Required action - When you transcribe the listing that follows, keep every line exact and omit the pictures.

Data provided -
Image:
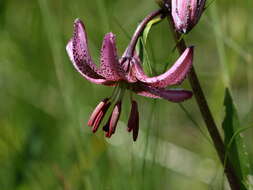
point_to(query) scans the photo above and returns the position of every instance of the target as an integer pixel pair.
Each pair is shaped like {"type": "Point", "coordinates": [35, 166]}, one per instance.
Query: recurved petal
{"type": "Point", "coordinates": [175, 75]}
{"type": "Point", "coordinates": [110, 67]}
{"type": "Point", "coordinates": [171, 95]}
{"type": "Point", "coordinates": [85, 69]}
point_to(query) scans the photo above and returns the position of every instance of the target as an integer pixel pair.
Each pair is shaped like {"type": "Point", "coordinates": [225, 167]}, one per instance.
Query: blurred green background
{"type": "Point", "coordinates": [45, 103]}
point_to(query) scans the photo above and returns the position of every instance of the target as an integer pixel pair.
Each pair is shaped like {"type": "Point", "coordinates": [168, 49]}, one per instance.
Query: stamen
{"type": "Point", "coordinates": [133, 122]}
{"type": "Point", "coordinates": [96, 112]}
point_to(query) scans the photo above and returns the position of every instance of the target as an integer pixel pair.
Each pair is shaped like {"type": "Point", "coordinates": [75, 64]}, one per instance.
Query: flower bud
{"type": "Point", "coordinates": [186, 13]}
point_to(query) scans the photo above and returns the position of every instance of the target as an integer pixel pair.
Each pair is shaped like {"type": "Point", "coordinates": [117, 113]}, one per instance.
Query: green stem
{"type": "Point", "coordinates": [212, 128]}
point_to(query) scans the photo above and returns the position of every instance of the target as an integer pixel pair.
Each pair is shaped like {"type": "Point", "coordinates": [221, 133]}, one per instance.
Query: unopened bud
{"type": "Point", "coordinates": [186, 13]}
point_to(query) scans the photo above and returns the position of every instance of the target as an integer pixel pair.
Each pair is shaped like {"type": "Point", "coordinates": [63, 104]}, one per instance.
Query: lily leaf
{"type": "Point", "coordinates": [141, 45]}
{"type": "Point", "coordinates": [234, 141]}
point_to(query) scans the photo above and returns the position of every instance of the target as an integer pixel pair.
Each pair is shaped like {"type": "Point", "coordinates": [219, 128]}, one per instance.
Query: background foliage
{"type": "Point", "coordinates": [45, 104]}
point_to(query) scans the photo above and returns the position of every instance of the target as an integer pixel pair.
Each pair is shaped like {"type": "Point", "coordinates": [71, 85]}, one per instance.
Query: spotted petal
{"type": "Point", "coordinates": [175, 75]}
{"type": "Point", "coordinates": [171, 95]}
{"type": "Point", "coordinates": [110, 67]}
{"type": "Point", "coordinates": [85, 69]}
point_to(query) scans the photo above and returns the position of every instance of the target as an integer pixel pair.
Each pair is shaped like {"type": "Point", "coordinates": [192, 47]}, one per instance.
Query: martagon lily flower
{"type": "Point", "coordinates": [186, 13]}
{"type": "Point", "coordinates": [124, 74]}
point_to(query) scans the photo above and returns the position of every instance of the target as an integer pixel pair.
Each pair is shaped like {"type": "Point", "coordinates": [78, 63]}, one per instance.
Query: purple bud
{"type": "Point", "coordinates": [186, 13]}
{"type": "Point", "coordinates": [133, 122]}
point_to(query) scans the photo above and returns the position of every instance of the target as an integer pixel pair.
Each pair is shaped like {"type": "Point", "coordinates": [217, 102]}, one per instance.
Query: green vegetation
{"type": "Point", "coordinates": [45, 104]}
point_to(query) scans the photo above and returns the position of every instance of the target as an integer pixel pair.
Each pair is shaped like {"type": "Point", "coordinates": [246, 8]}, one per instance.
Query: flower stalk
{"type": "Point", "coordinates": [212, 128]}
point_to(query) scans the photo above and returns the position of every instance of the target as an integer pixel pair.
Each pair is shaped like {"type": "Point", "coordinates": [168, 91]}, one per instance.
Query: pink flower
{"type": "Point", "coordinates": [125, 73]}
{"type": "Point", "coordinates": [186, 13]}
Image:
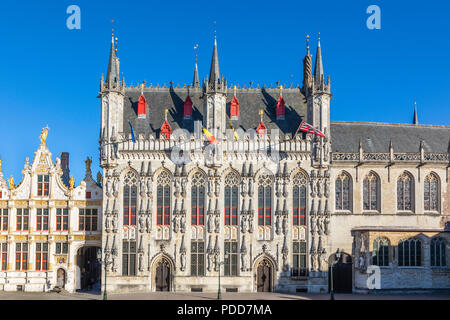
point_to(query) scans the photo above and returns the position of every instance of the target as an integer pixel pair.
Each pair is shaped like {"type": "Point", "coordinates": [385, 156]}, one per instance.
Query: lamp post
{"type": "Point", "coordinates": [338, 256]}
{"type": "Point", "coordinates": [219, 293]}
{"type": "Point", "coordinates": [105, 263]}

Solution to this task -
Image:
point_to(query) scans the photo above and returns the position of every instance of the target as an integer pixel pair.
Each pair is shaped like {"type": "Point", "coordinates": [35, 166]}, one per instance.
Query: recurved petal
{"type": "Point", "coordinates": [175, 75]}
{"type": "Point", "coordinates": [110, 67]}
{"type": "Point", "coordinates": [171, 95]}
{"type": "Point", "coordinates": [85, 69]}
point_to(query) scans the photo above and returns the position of every instance of the target as an integer pixel pair.
Each pair is shaped like {"type": "Point", "coordinates": [225, 167]}, one per instance.
Query: blurred green background
{"type": "Point", "coordinates": [45, 103]}
point_to(query) scans the photo above and returns the position of every instance of the target as an integer pixel pair.
Each pair is shaped like {"type": "Point", "coordinates": [168, 49]}, one per instance.
Query: stamen
{"type": "Point", "coordinates": [133, 122]}
{"type": "Point", "coordinates": [96, 112]}
point_to(query) scans the photo above and returns the position of every instance of the target as an integer pixel pair.
Each pair is shaped like {"type": "Point", "coordinates": [75, 64]}, one per instance.
Query: flower bud
{"type": "Point", "coordinates": [186, 13]}
point_to(query) scans the photo above and returns the position of every instance of the target as an integer pixel pair.
Each pair is shaped like {"type": "Point", "coordinates": [117, 113]}, one per instance.
Query: green stem
{"type": "Point", "coordinates": [212, 128]}
point_to(query) scans the photo above and returns the position of every instance of the target as an integer pixel pair.
Each pair is shaped like {"type": "Point", "coordinates": [221, 133]}, one per instance.
Query: unopened bud
{"type": "Point", "coordinates": [186, 13]}
point_to(query) scans the photo above and returns the position of every instance of the target as an integer pixel pair.
Each pair is shaped like {"type": "Point", "coordinates": [63, 104]}, one per instance.
Query: lily leaf
{"type": "Point", "coordinates": [141, 45]}
{"type": "Point", "coordinates": [234, 141]}
point_to(query) scans the photo above and returns the position of every instance of the target as an integer pixel pair.
Each pair is shaped like {"type": "Point", "coordinates": [219, 128]}, one per instance.
Query: background foliage
{"type": "Point", "coordinates": [45, 104]}
point_to(query) scans the photo above and returns the position of every instance of the target as an integer pixel pair.
Each pair is shaped like {"type": "Point", "coordinates": [71, 85]}, one per instance.
Query: spotted petal
{"type": "Point", "coordinates": [175, 75]}
{"type": "Point", "coordinates": [171, 95]}
{"type": "Point", "coordinates": [110, 67]}
{"type": "Point", "coordinates": [85, 69]}
point_to(query) scans the photo above and returns the position of every instance of the target as an integer pixel pair.
Each pair is shaped like {"type": "Point", "coordinates": [192, 47]}, one per instance.
Query: martagon lily flower
{"type": "Point", "coordinates": [186, 13]}
{"type": "Point", "coordinates": [124, 74]}
point_to(query) scans the photo above and returns the position of every instance of the target as an integer pixel pair.
Each pair is shaped like {"type": "Point", "coordinates": [78, 63]}, one per instance.
Query: purple bud
{"type": "Point", "coordinates": [186, 13]}
{"type": "Point", "coordinates": [133, 122]}
point_to(query) scans the photo above and returns the position of every instance of the target as an integer pixel pair.
Each pair is shaped like {"type": "Point", "coordinates": [217, 102]}, one per instance.
Query: green vegetation
{"type": "Point", "coordinates": [45, 104]}
point_to(query) scans the photo above and returns the position of every instance of the target as an integer pixel pair.
Each pair is shaped like {"type": "Point", "coordinates": [246, 8]}, one per instance.
Query: flower stalk
{"type": "Point", "coordinates": [212, 128]}
point_to(query) scans the photo above and returns the position of every instance of the target as an integer pixel pair.
Each pair is shaped like {"type": "Point", "coordinates": [168, 91]}, one per instance.
Query: pink flower
{"type": "Point", "coordinates": [125, 73]}
{"type": "Point", "coordinates": [186, 13]}
Image:
point_to(query) scans the photo above and returns the position of every instance of the target as an integer pixel pair.
Each pair is shaped like {"type": "Point", "coordinates": [385, 156]}, one per instance.
Query: lamp post
{"type": "Point", "coordinates": [338, 256]}
{"type": "Point", "coordinates": [219, 293]}
{"type": "Point", "coordinates": [105, 263]}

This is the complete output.